— Requirements —
Take the line that contains "double-hung window in the photo above." as the first line and the last line of the material below as the final one; reproduce exactly the lines between, inclusive.

— Extracted material —
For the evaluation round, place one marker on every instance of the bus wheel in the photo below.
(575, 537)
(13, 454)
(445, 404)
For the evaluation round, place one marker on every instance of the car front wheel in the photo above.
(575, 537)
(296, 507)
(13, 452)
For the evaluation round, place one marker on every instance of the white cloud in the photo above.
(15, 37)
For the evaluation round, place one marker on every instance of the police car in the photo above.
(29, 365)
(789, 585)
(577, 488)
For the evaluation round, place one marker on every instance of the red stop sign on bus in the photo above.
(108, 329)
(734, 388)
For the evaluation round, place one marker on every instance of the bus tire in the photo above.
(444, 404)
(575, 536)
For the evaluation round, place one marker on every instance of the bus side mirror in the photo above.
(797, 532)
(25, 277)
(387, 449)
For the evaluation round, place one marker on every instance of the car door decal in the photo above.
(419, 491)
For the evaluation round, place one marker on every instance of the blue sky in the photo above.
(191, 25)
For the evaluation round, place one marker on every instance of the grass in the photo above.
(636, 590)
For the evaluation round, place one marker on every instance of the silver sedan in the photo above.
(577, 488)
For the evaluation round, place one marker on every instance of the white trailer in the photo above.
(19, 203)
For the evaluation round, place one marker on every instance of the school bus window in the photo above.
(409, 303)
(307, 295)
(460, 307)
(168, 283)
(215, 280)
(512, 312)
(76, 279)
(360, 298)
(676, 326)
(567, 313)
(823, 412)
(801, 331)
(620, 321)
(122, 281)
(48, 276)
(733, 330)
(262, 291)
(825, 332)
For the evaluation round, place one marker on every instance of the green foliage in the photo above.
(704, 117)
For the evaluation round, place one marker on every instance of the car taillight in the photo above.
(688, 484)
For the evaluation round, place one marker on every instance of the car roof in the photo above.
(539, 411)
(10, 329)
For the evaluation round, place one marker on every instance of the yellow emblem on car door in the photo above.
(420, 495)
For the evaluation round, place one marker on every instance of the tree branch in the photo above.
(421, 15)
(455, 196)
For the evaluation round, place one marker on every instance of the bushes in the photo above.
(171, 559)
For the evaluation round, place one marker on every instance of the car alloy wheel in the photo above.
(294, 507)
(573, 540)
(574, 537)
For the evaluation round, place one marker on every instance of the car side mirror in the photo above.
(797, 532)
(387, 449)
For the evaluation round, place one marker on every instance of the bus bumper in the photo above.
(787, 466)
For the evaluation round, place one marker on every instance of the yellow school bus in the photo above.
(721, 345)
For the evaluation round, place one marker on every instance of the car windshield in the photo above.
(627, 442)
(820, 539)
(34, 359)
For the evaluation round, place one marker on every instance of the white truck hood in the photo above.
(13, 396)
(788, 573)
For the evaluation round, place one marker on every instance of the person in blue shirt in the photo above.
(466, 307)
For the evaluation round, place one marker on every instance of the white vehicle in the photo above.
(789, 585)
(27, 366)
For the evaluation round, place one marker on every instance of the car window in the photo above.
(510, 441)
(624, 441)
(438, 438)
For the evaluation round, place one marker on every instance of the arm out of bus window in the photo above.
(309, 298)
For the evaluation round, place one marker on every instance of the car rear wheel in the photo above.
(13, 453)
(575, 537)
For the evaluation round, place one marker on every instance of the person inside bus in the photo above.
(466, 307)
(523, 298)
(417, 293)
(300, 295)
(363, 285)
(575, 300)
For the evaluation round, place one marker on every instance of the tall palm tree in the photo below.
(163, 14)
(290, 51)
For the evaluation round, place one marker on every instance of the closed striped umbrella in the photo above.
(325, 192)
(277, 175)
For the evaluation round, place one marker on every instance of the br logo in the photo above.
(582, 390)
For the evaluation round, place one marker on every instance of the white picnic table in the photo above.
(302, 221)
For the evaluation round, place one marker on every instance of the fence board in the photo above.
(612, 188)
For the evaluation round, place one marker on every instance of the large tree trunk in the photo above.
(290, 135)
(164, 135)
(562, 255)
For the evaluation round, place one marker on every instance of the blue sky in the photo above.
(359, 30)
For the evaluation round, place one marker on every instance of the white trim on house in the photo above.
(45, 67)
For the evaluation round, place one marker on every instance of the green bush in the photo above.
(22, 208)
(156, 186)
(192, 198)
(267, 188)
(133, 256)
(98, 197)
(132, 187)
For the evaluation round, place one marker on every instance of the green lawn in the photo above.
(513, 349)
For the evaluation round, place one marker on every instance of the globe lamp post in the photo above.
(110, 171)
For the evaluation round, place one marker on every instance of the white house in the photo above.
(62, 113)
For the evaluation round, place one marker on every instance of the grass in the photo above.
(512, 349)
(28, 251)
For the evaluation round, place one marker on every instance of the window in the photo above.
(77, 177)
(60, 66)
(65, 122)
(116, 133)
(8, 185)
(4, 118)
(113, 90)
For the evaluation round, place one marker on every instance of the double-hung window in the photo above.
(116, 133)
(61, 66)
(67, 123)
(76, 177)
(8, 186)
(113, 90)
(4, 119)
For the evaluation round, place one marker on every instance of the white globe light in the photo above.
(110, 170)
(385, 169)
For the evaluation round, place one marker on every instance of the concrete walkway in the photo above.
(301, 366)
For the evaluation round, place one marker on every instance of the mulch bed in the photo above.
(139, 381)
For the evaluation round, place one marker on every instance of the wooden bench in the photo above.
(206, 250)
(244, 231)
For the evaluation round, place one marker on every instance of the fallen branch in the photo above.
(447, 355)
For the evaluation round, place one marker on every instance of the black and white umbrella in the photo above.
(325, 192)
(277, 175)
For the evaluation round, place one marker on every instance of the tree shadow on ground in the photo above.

— Correct output —
For the evaluation round, place one marker on every instance of the double-hung window in the photo above.
(116, 133)
(61, 66)
(67, 123)
(76, 177)
(8, 186)
(113, 90)
(4, 119)
For the evaluation round, place one marker on every instance of the white globe light in the photo above.
(110, 170)
(385, 169)
For the evaluation round, place one marker on every instance of the concrete walkway in the photo above.
(301, 366)
For the evaluation round, place one marker on every instance of the mulch bed in the photo above.
(139, 381)
For the evaluation round, place one marker on every instance of the wooden bench in the photo above.
(206, 250)
(244, 231)
For the evaluation round, place one marker on every instance of the fallen branch in the photo above.
(447, 355)
For the evaluation round, place one marker on every instance of the black and white umbrella in the photo above.
(325, 192)
(277, 175)
For the evaluation round, place one marker on every instance of the tree shadow on ground in the photo above.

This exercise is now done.